- TASK
Quote every line below exactly as it reads.

- Raw records
-- Begin --

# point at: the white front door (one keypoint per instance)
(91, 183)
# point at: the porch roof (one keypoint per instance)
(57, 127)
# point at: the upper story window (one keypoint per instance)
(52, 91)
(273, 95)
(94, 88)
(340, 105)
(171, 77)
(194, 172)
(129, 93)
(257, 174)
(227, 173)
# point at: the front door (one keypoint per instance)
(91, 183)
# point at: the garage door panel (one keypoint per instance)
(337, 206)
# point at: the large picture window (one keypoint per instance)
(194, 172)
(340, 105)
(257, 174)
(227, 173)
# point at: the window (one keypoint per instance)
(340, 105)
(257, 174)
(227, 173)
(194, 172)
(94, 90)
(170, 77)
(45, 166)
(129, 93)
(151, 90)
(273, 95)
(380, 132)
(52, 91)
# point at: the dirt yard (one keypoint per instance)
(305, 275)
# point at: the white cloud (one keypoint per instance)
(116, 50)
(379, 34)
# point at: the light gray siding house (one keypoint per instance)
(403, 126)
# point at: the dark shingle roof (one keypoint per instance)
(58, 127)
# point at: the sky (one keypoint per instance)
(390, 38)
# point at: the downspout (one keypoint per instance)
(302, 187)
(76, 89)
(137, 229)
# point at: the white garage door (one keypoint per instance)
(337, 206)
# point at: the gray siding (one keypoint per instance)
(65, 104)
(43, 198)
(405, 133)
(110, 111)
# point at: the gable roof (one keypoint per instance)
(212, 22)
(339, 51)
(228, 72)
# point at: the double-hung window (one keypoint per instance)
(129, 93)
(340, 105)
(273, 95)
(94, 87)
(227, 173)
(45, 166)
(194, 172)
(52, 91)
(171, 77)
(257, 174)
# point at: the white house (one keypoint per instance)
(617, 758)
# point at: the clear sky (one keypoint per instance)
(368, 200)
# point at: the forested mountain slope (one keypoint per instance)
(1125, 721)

-- End --

- WORKED ANSWER
# point at: the white front door (one keypoint per instance)
(91, 183)
# point at: the porch roof (one keypoint per instance)
(57, 127)
# point at: the upper story window (one keypoint per instance)
(52, 91)
(273, 95)
(94, 88)
(340, 105)
(171, 77)
(194, 172)
(129, 93)
(257, 174)
(227, 173)
# point at: the front door (one keypoint per instance)
(91, 183)
# point at: the garage door panel (one keypoint per instance)
(337, 206)
# point at: the large picture window (one keypoint per instance)
(194, 172)
(340, 105)
(257, 174)
(227, 173)
# point at: the window (one keypoint per instance)
(340, 105)
(257, 174)
(227, 173)
(194, 172)
(94, 90)
(170, 77)
(45, 166)
(129, 93)
(151, 90)
(273, 95)
(380, 132)
(52, 91)
# point at: the dirt yard (one keypoint per instance)
(305, 275)
# point at: the white cloud (one keypoint per instance)
(116, 50)
(379, 34)
# point at: the light gray siding house (one keypoint per instance)
(403, 126)
# point at: the dark shingle roof (one keypoint per instance)
(58, 127)
# point at: the sky (one keypoint per instance)
(390, 38)
# point at: the downspout (one keypoint per instance)
(302, 187)
(76, 89)
(137, 229)
# point at: the white garage door (one keypoint per instance)
(337, 206)
# point at: the gray siding (one keypoint per instance)
(65, 104)
(43, 198)
(405, 133)
(110, 111)
# point at: the gable roof (one keypoint per instance)
(212, 22)
(339, 51)
(228, 72)
# point at: the double-hung window (one keypoint per instance)
(129, 93)
(340, 105)
(273, 95)
(94, 87)
(227, 173)
(45, 166)
(194, 172)
(52, 91)
(171, 77)
(257, 174)
# point at: the white house (one keypoint per instance)
(617, 758)
# point at: the clear sky (one keypoint per instance)
(368, 200)
# point at: the forested mountain slope (one keypoint per instance)
(1125, 721)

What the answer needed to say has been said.